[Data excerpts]
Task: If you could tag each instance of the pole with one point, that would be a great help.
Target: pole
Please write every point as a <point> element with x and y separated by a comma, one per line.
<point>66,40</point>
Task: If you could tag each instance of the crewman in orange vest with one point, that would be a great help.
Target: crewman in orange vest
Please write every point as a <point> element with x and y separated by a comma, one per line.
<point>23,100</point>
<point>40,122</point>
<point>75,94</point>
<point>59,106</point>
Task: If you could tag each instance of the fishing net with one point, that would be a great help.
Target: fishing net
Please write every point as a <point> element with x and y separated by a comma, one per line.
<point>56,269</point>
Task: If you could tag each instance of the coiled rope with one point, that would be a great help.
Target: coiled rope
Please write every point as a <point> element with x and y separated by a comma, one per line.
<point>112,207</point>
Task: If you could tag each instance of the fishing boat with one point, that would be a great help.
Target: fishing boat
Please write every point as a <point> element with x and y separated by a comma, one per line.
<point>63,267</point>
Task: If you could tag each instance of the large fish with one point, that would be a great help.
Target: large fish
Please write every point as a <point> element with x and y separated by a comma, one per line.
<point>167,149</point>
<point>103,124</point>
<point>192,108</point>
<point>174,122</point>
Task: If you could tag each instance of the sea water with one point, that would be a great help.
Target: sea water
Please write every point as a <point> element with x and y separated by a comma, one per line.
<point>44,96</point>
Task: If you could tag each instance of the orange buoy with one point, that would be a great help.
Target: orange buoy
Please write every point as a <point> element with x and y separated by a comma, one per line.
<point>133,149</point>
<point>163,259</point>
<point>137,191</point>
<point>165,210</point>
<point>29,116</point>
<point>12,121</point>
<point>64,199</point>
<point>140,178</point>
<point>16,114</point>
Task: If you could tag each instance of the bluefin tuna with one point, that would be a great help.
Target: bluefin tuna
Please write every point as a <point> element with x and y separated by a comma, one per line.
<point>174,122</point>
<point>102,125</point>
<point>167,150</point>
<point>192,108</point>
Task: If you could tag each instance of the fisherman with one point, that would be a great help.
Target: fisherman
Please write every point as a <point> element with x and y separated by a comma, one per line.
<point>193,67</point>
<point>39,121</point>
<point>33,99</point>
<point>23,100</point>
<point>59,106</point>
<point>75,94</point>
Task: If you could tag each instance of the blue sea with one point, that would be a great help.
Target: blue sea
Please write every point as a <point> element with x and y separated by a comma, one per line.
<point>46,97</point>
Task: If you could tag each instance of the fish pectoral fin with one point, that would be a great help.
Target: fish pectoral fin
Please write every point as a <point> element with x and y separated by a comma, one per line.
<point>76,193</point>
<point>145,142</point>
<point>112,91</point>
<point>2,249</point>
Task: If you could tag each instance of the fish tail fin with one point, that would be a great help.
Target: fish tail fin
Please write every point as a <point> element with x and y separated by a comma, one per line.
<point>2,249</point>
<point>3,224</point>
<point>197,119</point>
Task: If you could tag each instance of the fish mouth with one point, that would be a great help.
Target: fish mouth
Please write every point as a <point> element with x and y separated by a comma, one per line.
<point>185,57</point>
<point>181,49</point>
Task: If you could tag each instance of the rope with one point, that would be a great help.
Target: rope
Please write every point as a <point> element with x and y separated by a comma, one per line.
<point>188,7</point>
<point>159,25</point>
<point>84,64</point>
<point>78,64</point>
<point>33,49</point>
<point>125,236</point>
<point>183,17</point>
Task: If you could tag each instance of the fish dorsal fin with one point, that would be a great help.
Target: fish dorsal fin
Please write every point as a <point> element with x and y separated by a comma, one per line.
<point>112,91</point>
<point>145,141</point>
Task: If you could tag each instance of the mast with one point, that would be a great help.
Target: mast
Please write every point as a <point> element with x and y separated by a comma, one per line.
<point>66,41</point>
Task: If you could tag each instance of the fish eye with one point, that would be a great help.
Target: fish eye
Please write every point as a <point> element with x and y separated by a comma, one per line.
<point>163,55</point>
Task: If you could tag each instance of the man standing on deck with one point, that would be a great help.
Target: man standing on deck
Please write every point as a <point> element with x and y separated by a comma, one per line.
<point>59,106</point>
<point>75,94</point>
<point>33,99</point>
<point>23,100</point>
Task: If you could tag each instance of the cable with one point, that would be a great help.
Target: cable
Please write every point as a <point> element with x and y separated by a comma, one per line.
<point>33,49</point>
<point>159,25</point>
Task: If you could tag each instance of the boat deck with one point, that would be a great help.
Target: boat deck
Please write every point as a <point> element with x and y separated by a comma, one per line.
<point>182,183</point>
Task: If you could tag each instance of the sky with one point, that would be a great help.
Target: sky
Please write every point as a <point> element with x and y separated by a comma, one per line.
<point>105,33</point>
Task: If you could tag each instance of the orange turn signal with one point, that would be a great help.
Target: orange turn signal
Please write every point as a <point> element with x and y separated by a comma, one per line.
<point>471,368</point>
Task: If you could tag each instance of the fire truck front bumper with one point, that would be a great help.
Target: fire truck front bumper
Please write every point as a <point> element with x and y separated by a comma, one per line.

PROBLEM DETAILS
Copy the records above exactly.

EXPECTED ANSWER
Task: If you could tag each instance of the pole with one point, that would be a great help.
Target: pole
Please write every point as a <point> element with x and y separated by a comma, one per line.
<point>66,40</point>
Task: If you could tag each instance of the crewman in orange vest with one point, that would be a great help.
Target: crewman in orange vest
Please write every point as a <point> element with x and y separated by a comma, one per line.
<point>23,100</point>
<point>40,122</point>
<point>75,94</point>
<point>59,106</point>
Task: If you could tag each instance of the fishing net with one point, that would be a great help.
Target: fishing net
Please write every point as a <point> element with x and y separated by a comma, one per line.
<point>56,269</point>
Task: If you could tag each instance of the coiled rope with one point, that would be a great help.
Target: coiled rope
Please write every point as a <point> element with x and y separated by a comma, one per line.
<point>112,207</point>
Task: If you could tag each instance of the fishing boat with one point, that would be a great help.
Target: fishing boat
Please write every point as a <point> element with x and y separated by a comma, one per line.
<point>63,267</point>
Task: If you could tag each instance of the large fish with one point, that would be a great help.
Target: large fish
Please write every point as a <point> element with x and y separated by a comma, one per line.
<point>167,149</point>
<point>103,124</point>
<point>192,108</point>
<point>174,122</point>
Task: If you could tag each instance of the sea water with one point, that would be a great help.
Target: sea water
Please write every point as a <point> element with x and y separated by a comma, one per line.
<point>44,96</point>
Task: If you could tag each instance of the orange buoy with one point, that would be a great help.
Target: orange buoy
Please write every point as a <point> element with x and y separated by a comma, one per line.
<point>133,149</point>
<point>163,259</point>
<point>137,191</point>
<point>165,210</point>
<point>29,116</point>
<point>12,121</point>
<point>64,199</point>
<point>140,178</point>
<point>16,114</point>
Task: If you could tag each instance of the bluefin tuna with one point, that would be a great help.
Target: bluefin tuna
Please write every point as a <point> element with x and y separated by a comma, one per line.
<point>174,122</point>
<point>102,125</point>
<point>167,150</point>
<point>192,108</point>
Task: If you could tag each instance of the fisherman with one point, that would be a great help.
Target: fisherman
Please write every point as a <point> element with x and y separated by a comma, one per line.
<point>193,67</point>
<point>39,121</point>
<point>33,99</point>
<point>23,100</point>
<point>59,106</point>
<point>75,94</point>
Task: If you could tag each instance of the blue sea with one point, that would be a great help.
Target: blue sea
Please write every point as a <point> element with x and y separated by a comma, one per line.
<point>46,97</point>
Task: If you could tag each instance of the fish pectoral fin with one point, that would be a great help.
Target: fish pectoral fin
Please write every point as a <point> element with x and y separated by a comma, one per line.
<point>76,193</point>
<point>145,142</point>
<point>112,91</point>
<point>2,249</point>
Task: If you could tag each instance of the fish tail fin with one point, that would be a great help.
Target: fish tail fin
Please write every point as a <point> element with x and y separated by a comma, one per line.
<point>2,249</point>
<point>3,224</point>
<point>197,119</point>
Task: If you could tag each instance of the fish mouth with one point, that would be a great help.
Target: fish mouth
Please write every point as a <point> element with x and y separated by a comma, one per line.
<point>185,57</point>
<point>181,49</point>
Task: If you could tag each instance of the rope with one point, that would be a great help.
Target: rope
Please write every point as a <point> element with x and y separated by a comma, one per line.
<point>188,7</point>
<point>159,25</point>
<point>84,64</point>
<point>78,64</point>
<point>33,49</point>
<point>125,236</point>
<point>183,17</point>
Task: If you could tag each instance of the fish dorsal fin with one point, that would be a great help.
Target: fish dorsal fin
Please write every point as a <point> element with x and y separated by a comma, one per line.
<point>112,91</point>
<point>145,141</point>
Task: If you could tag each instance of the mast with one point, that would be a great help.
Target: mast
Please write every point as a <point> element with x and y separated by a comma, one per line.
<point>66,41</point>
Task: If you could tag each instance of the fish eye with one point, that would be a great help.
Target: fish eye
Please write every point as a <point> element with x and y separated by a comma, one per line.
<point>163,55</point>
Task: If you could tag each instance of the man standing on deck with one point, that would be a great help.
Target: man standing on deck
Please write every point as a <point> element with x and y separated by a comma, one per line.
<point>59,106</point>
<point>75,94</point>
<point>33,99</point>
<point>23,100</point>
Task: If you could tag each instance of the cable with one point, that would be a great help.
Target: cable
Please write every point as a <point> element with x and y separated by a comma, one per line.
<point>33,49</point>
<point>159,25</point>
Task: If you could tag each instance of the boat deck with one point, that would be a great help.
Target: boat deck
Please write every point as a <point> element with x and y separated by a comma, one per line.
<point>182,183</point>
Task: If you could tag each instance of the sky with one point, that would be a great help.
Target: sky
Please write every point as a <point> element with x and y separated by a comma, one per line.
<point>105,33</point>
Task: If you could tag each instance of the orange turn signal with one point, that would be a great help.
Target: orange turn signal
Please write every point as a <point> element with x and y separated by a comma, one per line.
<point>471,368</point>
Task: If you could tag each instance of the fire truck front bumper with one point, that would be a great help.
Target: fire truck front bumper
Please write every point as a <point> element with x and y separated by a comma, one per line.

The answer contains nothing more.